▶ **Document excerpt**
========
Dining al fresco, anyone? Mayor Lori Lightfoot hopes that when winter hits, Chicagoans will still be open to eating outdoors to support restaurants in the pandemic.

Tyler LaRiviere/Sun-Times file

Deep-dish pizza in a deep freeze? Pulled pork for a polar vortex? Or maybe saganaki in a snowstorm?

Mayor Lori Lightfoot wants to introduce Chicagoans to the pleasures of winter outdoor dining. Mindful that COVID-19’s hold on the city might rule out crowded restaurant dining rooms when cold weather hits, Lightfoot announced a design competition Tuesday for ways the whole experience can be taken outside, windchills be damned.

“We are asking our community members to come together and think creatively about how we can make outdoor dining feasible in the winter,” Lightfoot said.

So the city has partnered with the design firm IDEO, the Illinois Restaurant Association and BMO Harris Bank, which is putting up a $5,000 prize for winners in each of three design categories. Two envision an outdoor structure, freestanding or attached to a building, to provide some shelter. The third category is bravely labeled “cultural shifts making winter dining more appealing.”

Entries for the Winter Design Challenge can be submitted through Sept. 7 at IDEO’s website and winners will be announced in mid-September after review by a panel of community members and restaurateurs.

Samir Mayekar, deputy mayor for economic development, said the contest seeks to start with ideas for domes or tents and go deeper. “Part of this is behavioral and cultural,” he said.

He said Scandinavian cities and places such as Toronto have embraced winter outdoor dining. Will Chicagoans do it so restaurants can get around indoor capacity limits that might still apply because of the pandemic?

“There has been a tremendous amount of behavioral change because of the pandemic,” Mayekar said. “It’s why Chicago has one of the most open economies of any big city in the country.”

Asked if the contest is an admission that COVID-19 is sticking around, Mayekar cited increasing caseloads in Illinois and around the U.S. “We need to plan that the current status quo may be with us for many months,” he said.
========
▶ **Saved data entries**
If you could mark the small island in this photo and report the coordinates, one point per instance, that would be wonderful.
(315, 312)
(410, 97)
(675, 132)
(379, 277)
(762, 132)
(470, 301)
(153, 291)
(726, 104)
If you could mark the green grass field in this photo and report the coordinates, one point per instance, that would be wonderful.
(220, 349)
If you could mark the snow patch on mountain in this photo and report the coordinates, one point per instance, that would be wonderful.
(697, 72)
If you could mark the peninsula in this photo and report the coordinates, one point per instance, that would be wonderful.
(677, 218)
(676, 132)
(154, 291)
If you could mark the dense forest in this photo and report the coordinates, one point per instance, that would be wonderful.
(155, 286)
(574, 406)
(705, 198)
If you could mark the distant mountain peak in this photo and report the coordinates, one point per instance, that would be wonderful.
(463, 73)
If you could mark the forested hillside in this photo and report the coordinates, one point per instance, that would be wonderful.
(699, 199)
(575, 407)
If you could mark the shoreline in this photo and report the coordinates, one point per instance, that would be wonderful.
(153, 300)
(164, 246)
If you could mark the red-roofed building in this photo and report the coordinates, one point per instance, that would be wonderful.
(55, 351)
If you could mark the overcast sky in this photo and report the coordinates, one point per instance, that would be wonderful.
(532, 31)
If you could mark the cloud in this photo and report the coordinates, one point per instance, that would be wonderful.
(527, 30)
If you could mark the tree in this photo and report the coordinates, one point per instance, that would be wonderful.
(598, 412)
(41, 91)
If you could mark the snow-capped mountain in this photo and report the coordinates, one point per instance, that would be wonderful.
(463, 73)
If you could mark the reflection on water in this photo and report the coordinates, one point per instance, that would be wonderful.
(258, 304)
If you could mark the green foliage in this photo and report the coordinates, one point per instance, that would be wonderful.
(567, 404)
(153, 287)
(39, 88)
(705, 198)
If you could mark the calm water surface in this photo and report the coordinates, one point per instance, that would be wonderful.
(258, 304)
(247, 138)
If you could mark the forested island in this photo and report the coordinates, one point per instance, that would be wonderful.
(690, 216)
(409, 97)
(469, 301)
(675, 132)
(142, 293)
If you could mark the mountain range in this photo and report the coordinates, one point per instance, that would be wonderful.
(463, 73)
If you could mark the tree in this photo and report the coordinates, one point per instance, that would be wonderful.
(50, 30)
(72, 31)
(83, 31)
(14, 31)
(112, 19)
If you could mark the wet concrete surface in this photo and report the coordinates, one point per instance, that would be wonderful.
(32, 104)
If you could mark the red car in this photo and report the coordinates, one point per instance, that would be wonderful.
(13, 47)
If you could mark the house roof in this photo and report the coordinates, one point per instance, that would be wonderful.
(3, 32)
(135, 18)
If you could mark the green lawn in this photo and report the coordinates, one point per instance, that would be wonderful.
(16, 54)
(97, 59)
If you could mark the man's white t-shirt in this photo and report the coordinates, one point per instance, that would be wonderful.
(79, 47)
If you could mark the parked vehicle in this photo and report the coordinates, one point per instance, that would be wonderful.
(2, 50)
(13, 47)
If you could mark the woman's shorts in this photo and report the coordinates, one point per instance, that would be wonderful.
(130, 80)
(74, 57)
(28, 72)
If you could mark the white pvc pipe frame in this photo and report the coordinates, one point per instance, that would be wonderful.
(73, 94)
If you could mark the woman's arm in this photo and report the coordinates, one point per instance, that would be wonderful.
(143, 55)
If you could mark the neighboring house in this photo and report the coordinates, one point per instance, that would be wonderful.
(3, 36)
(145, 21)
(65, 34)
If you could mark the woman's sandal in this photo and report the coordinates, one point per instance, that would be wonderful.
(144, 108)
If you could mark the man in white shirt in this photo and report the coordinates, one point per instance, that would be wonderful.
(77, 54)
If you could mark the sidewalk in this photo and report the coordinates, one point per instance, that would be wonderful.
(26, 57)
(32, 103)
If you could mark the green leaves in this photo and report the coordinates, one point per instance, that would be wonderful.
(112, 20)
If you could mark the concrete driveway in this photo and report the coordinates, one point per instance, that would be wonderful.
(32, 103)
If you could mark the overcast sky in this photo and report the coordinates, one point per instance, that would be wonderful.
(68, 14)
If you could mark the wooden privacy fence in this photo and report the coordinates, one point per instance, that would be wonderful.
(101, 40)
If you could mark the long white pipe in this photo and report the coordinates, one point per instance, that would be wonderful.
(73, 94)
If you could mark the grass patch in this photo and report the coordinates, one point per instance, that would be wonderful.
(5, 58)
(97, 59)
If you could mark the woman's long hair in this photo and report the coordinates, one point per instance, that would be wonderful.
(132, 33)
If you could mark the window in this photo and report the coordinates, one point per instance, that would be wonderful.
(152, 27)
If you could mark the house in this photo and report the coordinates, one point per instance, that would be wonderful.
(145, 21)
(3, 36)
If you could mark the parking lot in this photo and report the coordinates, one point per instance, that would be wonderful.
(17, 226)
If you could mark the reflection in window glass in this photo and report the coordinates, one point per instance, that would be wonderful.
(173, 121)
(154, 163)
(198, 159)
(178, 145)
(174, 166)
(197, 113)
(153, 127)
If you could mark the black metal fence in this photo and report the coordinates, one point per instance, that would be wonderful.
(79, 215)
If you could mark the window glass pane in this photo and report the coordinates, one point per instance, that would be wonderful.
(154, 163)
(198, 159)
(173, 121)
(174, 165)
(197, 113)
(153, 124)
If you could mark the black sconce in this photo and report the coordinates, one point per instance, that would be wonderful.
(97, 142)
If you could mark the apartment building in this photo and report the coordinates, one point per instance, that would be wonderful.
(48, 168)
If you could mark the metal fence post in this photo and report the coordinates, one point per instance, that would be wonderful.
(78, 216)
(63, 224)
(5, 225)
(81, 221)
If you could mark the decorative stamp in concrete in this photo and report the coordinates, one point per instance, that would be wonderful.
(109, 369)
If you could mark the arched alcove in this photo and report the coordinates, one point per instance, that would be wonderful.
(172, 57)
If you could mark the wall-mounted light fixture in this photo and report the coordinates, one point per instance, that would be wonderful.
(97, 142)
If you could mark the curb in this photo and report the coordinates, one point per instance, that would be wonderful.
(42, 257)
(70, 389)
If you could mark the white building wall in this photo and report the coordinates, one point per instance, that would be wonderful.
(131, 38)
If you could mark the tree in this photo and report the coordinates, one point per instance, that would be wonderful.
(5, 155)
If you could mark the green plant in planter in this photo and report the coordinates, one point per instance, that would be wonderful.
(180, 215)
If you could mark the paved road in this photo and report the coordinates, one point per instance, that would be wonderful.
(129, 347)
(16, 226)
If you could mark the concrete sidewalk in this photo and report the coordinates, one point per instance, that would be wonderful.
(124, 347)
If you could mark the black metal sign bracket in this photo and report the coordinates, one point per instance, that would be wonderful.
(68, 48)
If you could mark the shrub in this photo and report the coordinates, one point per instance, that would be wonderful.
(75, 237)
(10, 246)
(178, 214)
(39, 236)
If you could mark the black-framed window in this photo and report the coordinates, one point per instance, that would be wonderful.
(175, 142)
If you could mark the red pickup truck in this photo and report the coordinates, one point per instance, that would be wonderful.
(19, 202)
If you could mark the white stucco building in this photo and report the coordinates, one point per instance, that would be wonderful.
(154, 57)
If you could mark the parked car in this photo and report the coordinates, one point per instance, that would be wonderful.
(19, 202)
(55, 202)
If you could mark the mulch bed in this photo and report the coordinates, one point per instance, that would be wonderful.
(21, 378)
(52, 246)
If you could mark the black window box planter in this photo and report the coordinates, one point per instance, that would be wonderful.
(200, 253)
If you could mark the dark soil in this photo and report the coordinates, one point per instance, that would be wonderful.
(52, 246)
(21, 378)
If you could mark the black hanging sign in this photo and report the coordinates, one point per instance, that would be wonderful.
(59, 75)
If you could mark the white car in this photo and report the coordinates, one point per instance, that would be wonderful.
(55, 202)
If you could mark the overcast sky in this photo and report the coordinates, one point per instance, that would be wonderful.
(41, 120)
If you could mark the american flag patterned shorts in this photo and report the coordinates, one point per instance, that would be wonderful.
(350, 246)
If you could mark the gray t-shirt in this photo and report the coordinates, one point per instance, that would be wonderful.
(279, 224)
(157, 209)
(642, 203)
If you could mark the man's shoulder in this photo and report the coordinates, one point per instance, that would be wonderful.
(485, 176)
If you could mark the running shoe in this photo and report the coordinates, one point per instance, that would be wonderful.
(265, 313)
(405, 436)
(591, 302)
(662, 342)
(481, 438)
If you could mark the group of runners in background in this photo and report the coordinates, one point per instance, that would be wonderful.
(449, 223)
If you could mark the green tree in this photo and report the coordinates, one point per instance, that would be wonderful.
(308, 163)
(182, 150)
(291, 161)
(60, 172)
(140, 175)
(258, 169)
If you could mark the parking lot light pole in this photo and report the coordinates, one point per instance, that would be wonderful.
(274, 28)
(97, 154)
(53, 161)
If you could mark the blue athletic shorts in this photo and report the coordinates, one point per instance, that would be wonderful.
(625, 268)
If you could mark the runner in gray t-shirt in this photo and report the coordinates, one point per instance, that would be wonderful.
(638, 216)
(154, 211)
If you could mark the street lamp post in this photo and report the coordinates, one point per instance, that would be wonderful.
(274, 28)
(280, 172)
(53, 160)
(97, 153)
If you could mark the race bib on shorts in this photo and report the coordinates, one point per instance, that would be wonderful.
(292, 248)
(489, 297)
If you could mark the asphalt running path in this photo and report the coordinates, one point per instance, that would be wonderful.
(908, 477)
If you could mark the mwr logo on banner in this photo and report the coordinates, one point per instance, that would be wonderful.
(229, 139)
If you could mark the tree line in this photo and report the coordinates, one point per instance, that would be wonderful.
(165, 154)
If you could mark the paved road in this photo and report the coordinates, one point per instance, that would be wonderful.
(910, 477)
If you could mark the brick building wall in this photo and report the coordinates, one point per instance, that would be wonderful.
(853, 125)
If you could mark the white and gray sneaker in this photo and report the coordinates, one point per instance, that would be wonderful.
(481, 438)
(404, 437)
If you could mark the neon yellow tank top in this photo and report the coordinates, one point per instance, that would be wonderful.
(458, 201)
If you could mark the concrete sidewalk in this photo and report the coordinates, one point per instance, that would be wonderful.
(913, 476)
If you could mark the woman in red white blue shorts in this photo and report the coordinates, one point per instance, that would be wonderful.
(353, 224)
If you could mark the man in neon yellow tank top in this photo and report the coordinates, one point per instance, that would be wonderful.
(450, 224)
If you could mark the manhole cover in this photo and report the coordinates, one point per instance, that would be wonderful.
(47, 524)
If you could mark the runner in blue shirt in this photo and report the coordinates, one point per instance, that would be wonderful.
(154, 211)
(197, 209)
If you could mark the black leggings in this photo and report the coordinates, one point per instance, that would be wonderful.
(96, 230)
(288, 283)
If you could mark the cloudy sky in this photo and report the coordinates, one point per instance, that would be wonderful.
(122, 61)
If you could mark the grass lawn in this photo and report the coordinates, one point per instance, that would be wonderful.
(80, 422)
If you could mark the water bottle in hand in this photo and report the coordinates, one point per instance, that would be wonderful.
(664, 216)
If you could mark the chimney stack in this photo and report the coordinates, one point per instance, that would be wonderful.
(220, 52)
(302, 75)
========
▶ **Tasks to complete**
(1) List the organizations that the city partnered with for the design competition, according to the article on winter outdoor dining in Chicago.
(2) Transcribe the article on winter outdoor dining in Chicago between "Dining al fresco, anyone?" and "in the pandemic.", inclusive.
(3) In the article on winter outdoor dining in Chicago, what is the last date for submitting entries to the Winter Design Challenge?

▶ **Task solutions**
(1) IDEO, the Illinois Restaurant Association, BMO Harris Bank

(2)
Dining al fresco, anyone? Mayor Lori Lightfoot hopes that when winter hits, Chicagoans will still be open to eating outdoors to support restaurants in the pandemic.

(3) Sept. 7